▶ SET PROBLEM
Answer these questions using the excerpt on learning below:
1. Which three terms summarize the interrelated aspects of learning?
2. Whose 2009 description is quoted on how learning is distributed?
3. To what will the conception of learning assemblage be applied in the subsequent chapters?

▶ SELECTED EXCERPT
━━━━━━━━━━━━━━━━━━━━
Learning is distributed as, in Callon et al.’s (2009: 58) description, ‘embodied forms of know-how, knacks, knowledge crystallized in various materials, and craft skills’, and is often an uncertain affair, for instance in relation to moments of creativity and invention. As a practice-based distribution, learning involves particular constituencies and discursive constructions, entails a range of inclusions and exclusions of people and epistemologies, and produces a means of going on through a set of guidelines, tactics or opportunities. As a process and outcome, learning is actively involved in changing or bringing into being particular assemblages of people–sources–knowledges. It is more than just a set of mundane practical questions; it is central to the emergence, consolidation, contestation, and potential of urban worlds. In this chapter, I first offer a conceptualization of what learning is in practice, and, second, consider how we might conceptualize the spatialities of learning through the notion of ‘assemblage’. In doing so, I develop a conception of learning that serves the rest of the book by making three arguments in relation to learning.
Firstly, learning is always a process of translation. This underlines the importance of intermediaries in the production of travelling knowledge; the spaces and actors through which knowledge moves are not simply a supplement to learning, but are constitutive of it. Secondly, and following on from this, learning is not simply a process of translating knowledge through space or accessing stored data, but depends on the (re)construction of functional systems that coordinate different domains. Thirdly, while learning can be structured through the inculcation of facts, rules, ideas or policy models, in substantive practice learning operates as the ‘education of attention’ (Gibson 1979; Ingold 2000). This means that learning can entail shifts in ways of seeing, where ‘ways of seeing’ is defined not simply as an optical visuality, but as haptic immersion. These three interrelated aspects can be summarized as translation, coordination and dwelling. Each step in the argument focuses on the importance of appreciating learning as a distributed process that foregrounds the materiality and spatial relationality of learning. In addition, in each of these three areas there is an important set of ethico-political concerns around how learning occurs, what sorts of urbanisms are privileged, and the potential role of various constituencies within that, including activists, policy-makers and researchers. In order to advance this argument, I will draw on a wide terrain of debates that have approached learning, including within geography, organization theory, science studies, cognitive anthropology, postcolonial studies, and urban studies.
I bring this conception of learning to a particular conception of assemblage. While the concepts of translation, coordination and dwelling are thought of as spatial processes in the chapter, they do not in themselves provide a theory of the spatialities of learning. It is in this context that I use assemblage to highlight how learning is constituted more through sociospatial interactions than through the properties and knowledges of pre-given actors themselves, and to think of the spatialities of learning as relational processes of composition. As I will explain, I use assemblage both as a concept and as an orientation by emphasizing three important spatialities of learning. Firstly, assemblage locates the constitution of learning in relations of history and potential, or the actual and the possible. Assemblage draws attention to the particular alignments produced through multiple spatiotemporalities of translation, coordination and dwelling, and to how they are reconstituted through different relations and contexts. Secondly, and following this, assemblage signals how learning is produced not simply as a spatial category, output or resultant formation, but through doing, performance and events. Thirdly, and finally, assemblage emphasizes how learning is sociospatially structured, hierarchalized and narratavized through unequal relations of knowledge, power and resource. While I illustrate many of the arguments in this chapter through urbanism, I concentrate the discussion on developing a conception of learning assemblage that will be applied to urbanism in the subsequent chapters.
━━━━━━━━━━━━━━━━━━━━
(Location labeling rows)
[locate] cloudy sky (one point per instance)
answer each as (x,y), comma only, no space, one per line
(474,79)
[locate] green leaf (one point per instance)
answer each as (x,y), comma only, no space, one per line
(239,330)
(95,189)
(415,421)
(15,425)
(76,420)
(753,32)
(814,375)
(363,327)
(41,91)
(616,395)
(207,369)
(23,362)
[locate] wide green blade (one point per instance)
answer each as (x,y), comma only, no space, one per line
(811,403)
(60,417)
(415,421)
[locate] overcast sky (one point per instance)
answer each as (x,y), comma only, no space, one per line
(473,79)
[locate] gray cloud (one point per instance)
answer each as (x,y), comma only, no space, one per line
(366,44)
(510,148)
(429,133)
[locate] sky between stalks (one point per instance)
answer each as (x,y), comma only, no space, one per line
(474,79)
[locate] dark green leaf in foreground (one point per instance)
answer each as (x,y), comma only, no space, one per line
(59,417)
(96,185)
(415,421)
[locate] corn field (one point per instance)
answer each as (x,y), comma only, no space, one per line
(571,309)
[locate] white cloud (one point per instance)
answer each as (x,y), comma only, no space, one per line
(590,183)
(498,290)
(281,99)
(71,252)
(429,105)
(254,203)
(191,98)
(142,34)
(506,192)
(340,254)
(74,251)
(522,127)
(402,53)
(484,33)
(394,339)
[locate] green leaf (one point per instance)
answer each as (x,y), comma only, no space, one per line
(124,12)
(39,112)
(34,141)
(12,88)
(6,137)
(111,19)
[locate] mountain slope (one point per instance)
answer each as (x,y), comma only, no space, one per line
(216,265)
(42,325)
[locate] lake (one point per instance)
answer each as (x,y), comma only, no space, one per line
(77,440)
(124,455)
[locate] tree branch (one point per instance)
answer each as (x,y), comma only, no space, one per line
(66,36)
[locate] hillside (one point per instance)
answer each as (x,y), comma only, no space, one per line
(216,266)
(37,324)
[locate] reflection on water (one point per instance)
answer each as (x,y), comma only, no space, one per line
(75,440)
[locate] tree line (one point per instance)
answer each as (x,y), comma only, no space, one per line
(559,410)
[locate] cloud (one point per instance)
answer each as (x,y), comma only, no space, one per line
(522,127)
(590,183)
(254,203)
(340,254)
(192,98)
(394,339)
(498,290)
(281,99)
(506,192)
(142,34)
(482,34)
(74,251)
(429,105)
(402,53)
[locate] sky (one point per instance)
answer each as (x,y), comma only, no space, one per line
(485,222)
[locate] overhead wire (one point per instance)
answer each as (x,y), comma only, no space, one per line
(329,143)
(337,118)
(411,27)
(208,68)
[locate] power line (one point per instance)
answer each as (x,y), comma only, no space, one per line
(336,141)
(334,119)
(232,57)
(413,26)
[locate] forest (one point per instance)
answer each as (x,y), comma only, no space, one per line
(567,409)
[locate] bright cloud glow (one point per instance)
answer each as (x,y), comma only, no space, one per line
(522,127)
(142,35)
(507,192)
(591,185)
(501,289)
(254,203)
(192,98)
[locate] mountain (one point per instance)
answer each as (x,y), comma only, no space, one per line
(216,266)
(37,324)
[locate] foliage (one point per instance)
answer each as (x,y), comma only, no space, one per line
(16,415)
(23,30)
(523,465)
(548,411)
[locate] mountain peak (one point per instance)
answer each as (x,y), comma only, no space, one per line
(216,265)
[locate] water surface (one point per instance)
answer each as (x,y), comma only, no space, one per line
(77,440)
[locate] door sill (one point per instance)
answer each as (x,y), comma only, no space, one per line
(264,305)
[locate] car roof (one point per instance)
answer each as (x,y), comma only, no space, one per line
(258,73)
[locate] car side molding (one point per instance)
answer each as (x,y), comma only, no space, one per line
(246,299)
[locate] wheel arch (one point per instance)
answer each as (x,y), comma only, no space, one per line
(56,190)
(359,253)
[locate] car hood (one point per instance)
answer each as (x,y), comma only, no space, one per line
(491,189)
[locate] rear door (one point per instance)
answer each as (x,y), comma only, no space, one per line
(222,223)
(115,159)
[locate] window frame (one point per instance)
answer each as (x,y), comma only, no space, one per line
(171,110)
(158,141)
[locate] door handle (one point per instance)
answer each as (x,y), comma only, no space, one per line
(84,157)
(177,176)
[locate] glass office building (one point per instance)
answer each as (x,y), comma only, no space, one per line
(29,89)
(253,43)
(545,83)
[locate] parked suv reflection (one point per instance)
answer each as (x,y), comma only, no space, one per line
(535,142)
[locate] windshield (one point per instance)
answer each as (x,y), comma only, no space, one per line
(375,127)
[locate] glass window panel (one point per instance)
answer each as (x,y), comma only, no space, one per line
━━━━━━━━━━━━━━━━━━━━
▶ TASK RESPONSE
1. Translation, coordination and dwelling.
2. Callon et al.
3. Urbanism.